## Instructions to follow
Reproduce the material word for word, from its first line through the line that contains "xmin=368 ymin=293 xmax=389 ymax=317", including that line.

(Object detection material)
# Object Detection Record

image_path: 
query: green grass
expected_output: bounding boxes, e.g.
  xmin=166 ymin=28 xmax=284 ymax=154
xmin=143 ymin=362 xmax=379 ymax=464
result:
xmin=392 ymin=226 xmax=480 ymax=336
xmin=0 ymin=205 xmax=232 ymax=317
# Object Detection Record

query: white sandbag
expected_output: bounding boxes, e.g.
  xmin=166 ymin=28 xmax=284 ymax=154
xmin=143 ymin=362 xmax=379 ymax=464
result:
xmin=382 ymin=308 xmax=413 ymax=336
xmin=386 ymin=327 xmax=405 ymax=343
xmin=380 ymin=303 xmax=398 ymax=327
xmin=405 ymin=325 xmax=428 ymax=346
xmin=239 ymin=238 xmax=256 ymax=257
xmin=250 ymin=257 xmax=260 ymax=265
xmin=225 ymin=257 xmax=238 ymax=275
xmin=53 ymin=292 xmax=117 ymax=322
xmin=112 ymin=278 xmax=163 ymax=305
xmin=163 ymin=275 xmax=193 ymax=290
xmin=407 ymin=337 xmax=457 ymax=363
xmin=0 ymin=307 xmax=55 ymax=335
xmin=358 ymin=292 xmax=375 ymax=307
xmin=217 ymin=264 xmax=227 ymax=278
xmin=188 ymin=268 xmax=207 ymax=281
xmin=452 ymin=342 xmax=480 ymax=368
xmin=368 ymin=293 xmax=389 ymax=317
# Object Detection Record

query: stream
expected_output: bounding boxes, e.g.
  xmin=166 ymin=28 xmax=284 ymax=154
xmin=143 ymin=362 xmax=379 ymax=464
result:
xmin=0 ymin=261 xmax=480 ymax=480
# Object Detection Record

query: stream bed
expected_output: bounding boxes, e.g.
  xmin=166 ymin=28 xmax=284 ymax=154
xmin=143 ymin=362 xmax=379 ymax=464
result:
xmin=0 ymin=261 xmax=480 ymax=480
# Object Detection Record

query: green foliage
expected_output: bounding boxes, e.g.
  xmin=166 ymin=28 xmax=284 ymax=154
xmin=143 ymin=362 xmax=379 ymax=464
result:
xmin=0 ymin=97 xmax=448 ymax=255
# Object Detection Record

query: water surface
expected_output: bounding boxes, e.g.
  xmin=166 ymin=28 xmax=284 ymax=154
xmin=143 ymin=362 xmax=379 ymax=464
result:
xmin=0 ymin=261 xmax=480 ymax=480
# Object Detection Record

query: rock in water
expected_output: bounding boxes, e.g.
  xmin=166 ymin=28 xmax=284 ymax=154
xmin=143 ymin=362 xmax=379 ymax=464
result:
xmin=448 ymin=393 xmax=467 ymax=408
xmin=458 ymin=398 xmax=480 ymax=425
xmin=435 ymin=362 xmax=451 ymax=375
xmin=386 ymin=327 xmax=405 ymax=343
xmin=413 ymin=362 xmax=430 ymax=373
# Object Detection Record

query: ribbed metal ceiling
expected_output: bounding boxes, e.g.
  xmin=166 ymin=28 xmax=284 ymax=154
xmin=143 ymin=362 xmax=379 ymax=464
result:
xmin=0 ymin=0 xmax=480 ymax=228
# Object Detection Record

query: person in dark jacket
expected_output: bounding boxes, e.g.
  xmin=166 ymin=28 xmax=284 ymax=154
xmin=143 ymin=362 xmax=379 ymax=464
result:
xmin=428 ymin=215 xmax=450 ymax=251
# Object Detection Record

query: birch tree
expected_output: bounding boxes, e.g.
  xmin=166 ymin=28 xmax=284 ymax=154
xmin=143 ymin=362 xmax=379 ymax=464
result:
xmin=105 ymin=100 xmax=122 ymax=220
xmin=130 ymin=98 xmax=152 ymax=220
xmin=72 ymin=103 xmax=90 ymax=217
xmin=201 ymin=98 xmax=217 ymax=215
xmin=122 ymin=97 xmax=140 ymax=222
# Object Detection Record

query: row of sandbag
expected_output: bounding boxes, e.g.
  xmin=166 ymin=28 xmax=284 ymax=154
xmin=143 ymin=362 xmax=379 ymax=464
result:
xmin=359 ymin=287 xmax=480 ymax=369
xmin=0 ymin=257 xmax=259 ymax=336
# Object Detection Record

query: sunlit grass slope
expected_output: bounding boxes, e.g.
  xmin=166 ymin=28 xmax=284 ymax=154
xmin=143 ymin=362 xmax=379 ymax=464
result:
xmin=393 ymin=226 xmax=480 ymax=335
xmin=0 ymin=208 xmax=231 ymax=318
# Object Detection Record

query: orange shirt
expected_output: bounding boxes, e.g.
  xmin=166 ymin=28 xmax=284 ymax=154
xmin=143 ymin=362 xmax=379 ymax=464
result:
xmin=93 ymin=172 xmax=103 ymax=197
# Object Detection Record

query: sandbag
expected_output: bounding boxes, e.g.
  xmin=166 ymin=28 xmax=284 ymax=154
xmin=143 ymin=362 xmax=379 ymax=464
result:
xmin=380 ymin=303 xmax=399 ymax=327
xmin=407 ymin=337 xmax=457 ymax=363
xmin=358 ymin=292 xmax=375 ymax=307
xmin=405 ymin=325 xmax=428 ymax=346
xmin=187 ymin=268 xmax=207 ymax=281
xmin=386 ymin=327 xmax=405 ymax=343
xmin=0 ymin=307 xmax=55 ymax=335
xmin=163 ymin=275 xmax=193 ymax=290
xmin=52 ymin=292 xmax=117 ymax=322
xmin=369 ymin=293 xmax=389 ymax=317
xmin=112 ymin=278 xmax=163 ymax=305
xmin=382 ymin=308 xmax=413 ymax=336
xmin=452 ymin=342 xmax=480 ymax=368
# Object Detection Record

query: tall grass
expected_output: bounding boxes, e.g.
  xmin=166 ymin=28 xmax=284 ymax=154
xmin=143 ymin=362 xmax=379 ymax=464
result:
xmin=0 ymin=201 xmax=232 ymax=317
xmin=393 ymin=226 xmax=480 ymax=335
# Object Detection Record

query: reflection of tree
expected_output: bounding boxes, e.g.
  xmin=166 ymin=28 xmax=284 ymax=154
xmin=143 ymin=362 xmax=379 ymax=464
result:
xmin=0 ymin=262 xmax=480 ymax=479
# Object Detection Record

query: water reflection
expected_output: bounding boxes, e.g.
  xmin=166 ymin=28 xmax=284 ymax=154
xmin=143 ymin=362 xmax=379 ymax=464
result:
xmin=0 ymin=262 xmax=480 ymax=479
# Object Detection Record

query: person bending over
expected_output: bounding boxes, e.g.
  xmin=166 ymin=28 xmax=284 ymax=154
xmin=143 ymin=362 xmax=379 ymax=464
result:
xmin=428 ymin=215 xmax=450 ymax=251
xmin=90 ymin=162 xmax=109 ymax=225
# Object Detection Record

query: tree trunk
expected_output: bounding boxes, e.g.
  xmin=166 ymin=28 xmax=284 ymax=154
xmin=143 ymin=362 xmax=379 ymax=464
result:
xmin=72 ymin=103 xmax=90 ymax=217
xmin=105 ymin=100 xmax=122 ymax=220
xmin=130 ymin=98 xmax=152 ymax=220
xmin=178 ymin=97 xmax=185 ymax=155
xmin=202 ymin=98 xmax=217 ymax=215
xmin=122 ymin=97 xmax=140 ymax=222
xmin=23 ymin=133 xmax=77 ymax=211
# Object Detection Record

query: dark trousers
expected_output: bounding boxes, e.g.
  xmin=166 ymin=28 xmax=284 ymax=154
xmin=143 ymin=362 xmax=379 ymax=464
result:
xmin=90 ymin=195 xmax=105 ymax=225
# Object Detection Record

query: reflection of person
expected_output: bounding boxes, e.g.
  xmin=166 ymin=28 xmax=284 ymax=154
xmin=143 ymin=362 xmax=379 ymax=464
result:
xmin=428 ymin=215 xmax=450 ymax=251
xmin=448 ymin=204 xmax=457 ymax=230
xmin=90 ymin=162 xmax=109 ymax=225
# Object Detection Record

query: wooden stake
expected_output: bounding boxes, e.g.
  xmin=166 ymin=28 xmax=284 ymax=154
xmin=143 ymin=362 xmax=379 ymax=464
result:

## Answer to the problem
# Object Detection Record

image_path: 
query: green grass
expected_output: bounding boxes, e.g.
  xmin=166 ymin=28 xmax=284 ymax=154
xmin=143 ymin=362 xmax=379 ymax=464
result:
xmin=392 ymin=226 xmax=480 ymax=336
xmin=0 ymin=205 xmax=232 ymax=317
# Object Detection Record

query: white sandbag
expected_output: bounding boxes, e.g.
  xmin=166 ymin=28 xmax=284 ymax=154
xmin=143 ymin=362 xmax=379 ymax=464
result:
xmin=382 ymin=308 xmax=413 ymax=336
xmin=386 ymin=327 xmax=405 ymax=343
xmin=380 ymin=303 xmax=398 ymax=327
xmin=405 ymin=325 xmax=428 ymax=346
xmin=239 ymin=238 xmax=256 ymax=257
xmin=250 ymin=257 xmax=260 ymax=265
xmin=225 ymin=257 xmax=238 ymax=275
xmin=53 ymin=292 xmax=117 ymax=322
xmin=112 ymin=278 xmax=163 ymax=305
xmin=163 ymin=275 xmax=193 ymax=290
xmin=407 ymin=337 xmax=457 ymax=363
xmin=0 ymin=307 xmax=55 ymax=335
xmin=358 ymin=292 xmax=375 ymax=307
xmin=217 ymin=264 xmax=227 ymax=278
xmin=188 ymin=268 xmax=207 ymax=281
xmin=452 ymin=342 xmax=480 ymax=368
xmin=368 ymin=293 xmax=389 ymax=317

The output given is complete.